Work to complete: Starting from the line that contains "the white porch", give back every line through the end of the listing exactly as written and no other line.

========

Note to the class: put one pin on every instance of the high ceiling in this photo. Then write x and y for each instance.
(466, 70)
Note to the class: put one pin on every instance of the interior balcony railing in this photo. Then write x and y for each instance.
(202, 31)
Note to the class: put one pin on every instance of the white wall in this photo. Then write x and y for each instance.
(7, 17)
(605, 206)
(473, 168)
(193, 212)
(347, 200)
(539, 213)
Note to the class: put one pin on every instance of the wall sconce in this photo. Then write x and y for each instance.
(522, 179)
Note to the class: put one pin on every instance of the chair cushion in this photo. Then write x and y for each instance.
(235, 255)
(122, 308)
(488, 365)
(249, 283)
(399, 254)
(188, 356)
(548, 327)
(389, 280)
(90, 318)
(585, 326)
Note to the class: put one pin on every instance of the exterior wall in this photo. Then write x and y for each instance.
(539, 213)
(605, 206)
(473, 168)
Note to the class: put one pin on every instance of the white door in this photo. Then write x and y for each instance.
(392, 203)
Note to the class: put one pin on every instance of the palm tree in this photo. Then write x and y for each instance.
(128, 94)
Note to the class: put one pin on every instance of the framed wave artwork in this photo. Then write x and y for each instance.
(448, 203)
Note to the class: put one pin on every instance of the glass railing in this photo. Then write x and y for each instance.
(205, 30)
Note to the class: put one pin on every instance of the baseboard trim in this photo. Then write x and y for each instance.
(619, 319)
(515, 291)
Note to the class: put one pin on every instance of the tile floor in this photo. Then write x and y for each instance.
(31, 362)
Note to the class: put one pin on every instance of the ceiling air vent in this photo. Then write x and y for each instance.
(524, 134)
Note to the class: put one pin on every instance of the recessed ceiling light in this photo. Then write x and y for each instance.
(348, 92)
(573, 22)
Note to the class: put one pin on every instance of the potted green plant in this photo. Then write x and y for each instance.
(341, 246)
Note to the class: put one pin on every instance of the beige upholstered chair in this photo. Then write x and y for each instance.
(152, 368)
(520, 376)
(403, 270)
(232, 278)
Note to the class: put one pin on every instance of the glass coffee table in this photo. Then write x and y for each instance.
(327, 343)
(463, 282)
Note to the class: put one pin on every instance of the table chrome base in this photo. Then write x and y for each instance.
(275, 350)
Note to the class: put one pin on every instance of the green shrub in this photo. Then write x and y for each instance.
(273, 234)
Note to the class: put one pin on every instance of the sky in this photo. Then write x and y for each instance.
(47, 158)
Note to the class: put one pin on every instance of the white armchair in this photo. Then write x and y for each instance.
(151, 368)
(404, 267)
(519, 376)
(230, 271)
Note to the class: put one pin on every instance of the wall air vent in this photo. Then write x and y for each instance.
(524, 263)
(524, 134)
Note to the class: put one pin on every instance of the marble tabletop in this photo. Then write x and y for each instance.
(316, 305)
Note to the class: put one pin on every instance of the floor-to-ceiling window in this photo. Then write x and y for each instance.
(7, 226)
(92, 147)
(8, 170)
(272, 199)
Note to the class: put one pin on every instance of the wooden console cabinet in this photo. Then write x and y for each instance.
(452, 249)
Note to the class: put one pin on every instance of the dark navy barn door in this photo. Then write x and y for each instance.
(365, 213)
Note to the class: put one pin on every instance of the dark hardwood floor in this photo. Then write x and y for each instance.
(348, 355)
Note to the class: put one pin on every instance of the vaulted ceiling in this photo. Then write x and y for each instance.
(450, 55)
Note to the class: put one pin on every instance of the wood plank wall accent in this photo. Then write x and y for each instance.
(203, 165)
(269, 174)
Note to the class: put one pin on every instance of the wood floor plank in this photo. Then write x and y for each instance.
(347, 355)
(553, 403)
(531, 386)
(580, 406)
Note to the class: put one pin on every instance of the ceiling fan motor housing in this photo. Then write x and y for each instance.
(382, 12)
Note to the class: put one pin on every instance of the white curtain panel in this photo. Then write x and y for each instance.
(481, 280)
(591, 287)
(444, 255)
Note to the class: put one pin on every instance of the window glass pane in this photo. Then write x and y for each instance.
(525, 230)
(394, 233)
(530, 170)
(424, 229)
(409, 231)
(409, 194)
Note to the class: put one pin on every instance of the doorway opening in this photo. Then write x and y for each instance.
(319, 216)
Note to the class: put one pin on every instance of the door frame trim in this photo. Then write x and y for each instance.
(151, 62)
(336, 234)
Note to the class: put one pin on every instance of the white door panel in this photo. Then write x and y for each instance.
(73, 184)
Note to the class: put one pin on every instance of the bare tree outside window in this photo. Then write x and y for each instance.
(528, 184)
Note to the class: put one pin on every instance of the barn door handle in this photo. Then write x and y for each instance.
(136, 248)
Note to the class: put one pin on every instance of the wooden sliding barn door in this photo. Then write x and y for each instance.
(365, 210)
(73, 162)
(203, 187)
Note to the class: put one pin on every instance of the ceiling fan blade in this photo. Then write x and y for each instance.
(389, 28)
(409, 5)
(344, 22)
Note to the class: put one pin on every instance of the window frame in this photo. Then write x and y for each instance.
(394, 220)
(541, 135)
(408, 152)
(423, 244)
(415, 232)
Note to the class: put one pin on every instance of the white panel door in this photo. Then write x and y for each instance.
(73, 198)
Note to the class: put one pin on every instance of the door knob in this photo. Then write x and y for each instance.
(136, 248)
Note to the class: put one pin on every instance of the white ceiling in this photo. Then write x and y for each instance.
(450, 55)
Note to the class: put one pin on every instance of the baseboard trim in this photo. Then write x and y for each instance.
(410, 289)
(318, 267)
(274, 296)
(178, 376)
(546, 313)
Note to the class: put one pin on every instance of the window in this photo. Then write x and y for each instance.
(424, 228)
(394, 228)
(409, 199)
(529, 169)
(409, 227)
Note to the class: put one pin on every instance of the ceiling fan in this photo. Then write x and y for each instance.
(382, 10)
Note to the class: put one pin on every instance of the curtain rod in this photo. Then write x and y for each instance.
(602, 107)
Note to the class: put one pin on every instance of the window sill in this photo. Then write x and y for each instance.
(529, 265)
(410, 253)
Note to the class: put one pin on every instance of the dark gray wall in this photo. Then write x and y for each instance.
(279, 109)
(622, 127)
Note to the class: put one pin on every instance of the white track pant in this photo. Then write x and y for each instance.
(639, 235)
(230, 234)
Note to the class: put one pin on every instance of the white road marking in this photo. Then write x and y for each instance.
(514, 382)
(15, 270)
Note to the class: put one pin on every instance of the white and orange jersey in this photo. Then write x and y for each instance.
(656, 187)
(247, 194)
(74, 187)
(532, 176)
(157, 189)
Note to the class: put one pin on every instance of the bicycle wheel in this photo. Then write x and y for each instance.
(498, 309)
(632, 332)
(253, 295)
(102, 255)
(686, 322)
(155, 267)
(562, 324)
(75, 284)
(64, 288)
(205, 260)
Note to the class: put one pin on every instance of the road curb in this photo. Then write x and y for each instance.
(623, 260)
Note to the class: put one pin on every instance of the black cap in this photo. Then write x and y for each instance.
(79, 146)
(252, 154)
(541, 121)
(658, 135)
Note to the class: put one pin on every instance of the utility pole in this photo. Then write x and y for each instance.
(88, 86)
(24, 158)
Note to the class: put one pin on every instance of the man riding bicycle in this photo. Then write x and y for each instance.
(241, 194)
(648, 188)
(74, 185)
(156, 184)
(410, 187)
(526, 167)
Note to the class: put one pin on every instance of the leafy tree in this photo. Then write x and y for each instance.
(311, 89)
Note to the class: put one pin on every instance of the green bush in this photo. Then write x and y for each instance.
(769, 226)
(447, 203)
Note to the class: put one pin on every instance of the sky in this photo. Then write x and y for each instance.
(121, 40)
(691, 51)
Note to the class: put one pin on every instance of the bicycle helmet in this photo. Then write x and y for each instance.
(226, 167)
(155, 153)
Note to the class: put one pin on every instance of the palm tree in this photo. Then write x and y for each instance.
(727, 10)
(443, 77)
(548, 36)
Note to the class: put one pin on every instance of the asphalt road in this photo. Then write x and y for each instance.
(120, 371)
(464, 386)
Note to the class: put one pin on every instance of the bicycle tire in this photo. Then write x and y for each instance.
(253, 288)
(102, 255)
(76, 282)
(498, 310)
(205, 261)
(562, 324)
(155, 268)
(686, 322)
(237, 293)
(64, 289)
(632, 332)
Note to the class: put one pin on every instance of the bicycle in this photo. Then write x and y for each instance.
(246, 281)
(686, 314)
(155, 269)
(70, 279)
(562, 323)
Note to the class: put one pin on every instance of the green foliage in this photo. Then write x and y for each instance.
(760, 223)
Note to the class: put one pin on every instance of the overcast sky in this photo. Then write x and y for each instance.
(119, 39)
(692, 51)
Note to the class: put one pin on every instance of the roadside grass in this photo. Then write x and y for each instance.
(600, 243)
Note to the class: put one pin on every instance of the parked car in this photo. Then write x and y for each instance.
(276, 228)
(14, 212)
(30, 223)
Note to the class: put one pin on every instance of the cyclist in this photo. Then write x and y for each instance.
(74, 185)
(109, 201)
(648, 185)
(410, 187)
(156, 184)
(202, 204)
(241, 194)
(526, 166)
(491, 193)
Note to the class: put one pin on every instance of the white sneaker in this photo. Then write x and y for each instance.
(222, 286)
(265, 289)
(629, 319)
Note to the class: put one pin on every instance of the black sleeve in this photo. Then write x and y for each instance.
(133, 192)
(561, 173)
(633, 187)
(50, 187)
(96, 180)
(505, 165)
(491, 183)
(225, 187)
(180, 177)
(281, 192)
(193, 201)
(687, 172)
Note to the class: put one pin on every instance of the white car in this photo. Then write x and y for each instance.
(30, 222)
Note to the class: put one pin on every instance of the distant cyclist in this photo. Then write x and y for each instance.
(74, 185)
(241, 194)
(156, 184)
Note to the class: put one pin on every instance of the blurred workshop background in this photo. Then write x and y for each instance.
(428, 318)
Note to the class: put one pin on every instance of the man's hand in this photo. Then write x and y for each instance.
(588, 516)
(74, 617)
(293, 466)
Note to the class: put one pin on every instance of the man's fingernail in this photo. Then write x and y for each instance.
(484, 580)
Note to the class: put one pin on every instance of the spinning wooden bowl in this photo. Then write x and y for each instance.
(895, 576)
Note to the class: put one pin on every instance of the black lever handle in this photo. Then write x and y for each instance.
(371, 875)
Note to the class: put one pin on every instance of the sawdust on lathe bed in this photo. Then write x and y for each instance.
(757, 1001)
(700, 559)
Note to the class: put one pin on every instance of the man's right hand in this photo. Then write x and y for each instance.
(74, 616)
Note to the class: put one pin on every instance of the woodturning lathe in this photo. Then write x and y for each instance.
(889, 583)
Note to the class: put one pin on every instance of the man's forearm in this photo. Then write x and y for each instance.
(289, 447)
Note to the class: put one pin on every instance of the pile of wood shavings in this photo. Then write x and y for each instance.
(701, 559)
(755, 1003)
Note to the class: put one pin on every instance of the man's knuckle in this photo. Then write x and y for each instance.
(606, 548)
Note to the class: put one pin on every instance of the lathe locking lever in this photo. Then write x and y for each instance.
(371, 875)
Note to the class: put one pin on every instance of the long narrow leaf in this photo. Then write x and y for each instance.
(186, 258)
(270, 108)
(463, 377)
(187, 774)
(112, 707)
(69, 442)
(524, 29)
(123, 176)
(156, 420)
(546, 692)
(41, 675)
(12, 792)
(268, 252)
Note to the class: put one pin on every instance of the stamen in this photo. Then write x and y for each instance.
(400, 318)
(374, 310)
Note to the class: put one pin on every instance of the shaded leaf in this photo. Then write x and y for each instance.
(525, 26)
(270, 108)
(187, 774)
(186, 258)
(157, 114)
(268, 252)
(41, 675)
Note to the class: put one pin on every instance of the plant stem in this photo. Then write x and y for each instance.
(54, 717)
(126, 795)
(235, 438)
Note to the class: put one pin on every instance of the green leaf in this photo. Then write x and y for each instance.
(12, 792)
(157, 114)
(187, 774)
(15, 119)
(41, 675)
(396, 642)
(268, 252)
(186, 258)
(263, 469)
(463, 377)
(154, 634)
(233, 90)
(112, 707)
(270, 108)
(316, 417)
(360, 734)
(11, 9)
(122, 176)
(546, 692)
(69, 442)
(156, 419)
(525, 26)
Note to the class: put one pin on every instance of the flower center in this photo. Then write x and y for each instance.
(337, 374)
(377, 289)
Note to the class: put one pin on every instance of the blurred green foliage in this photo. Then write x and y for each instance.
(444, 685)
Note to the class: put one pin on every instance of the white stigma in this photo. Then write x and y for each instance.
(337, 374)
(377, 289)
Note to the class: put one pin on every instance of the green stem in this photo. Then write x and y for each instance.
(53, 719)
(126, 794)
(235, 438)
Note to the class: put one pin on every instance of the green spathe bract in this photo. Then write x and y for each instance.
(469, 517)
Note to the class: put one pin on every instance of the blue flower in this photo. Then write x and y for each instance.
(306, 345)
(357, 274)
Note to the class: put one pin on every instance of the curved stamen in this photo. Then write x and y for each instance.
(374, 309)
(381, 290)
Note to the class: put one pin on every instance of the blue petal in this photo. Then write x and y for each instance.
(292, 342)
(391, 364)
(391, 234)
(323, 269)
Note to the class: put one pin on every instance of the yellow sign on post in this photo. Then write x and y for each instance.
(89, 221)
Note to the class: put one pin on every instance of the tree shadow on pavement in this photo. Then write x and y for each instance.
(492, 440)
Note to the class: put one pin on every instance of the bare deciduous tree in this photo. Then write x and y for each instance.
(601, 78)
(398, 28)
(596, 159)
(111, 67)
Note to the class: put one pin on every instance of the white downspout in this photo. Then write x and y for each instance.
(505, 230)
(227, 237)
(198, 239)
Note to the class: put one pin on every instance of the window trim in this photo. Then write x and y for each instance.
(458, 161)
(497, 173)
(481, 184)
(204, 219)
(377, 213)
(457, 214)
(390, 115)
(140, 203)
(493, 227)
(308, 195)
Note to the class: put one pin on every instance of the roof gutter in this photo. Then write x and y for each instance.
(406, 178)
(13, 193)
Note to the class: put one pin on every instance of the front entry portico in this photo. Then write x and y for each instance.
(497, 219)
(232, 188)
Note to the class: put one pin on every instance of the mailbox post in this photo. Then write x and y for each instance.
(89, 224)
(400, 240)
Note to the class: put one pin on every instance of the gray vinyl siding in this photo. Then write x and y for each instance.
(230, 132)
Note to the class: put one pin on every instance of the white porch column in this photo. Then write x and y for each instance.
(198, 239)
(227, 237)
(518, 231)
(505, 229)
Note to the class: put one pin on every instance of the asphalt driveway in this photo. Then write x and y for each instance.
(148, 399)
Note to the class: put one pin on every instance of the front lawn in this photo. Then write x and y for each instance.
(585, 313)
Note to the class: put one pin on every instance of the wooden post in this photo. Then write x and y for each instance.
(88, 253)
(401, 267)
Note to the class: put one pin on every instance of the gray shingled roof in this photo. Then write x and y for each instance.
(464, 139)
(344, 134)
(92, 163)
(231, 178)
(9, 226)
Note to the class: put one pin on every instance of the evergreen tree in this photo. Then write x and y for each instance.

========

Answer to this exercise:
Note to the class: put one pin on every instance of the white porch column in this photo. Then write x and y for each instance.
(198, 239)
(227, 237)
(518, 231)
(505, 229)
Note to the class: put one pin on every instance of the asphalt driveway in this photo. Then write x and y for each instance.
(148, 399)
Note to the class: put one pin on every instance of the front lawn in this photo. Then write x and y for each instance.
(585, 313)
Note to the class: put one pin on every instance of the wooden post in this photo. Then write x and y for each instance.
(88, 253)
(401, 267)
Note to the class: put one pin on every instance of the gray shingled roof in this photo. Then write x and y for each instance.
(464, 139)
(344, 134)
(92, 163)
(231, 178)
(9, 226)
Note to the class: put one pin on every instance of the evergreen tree in this photo. Then write x and y for each instance.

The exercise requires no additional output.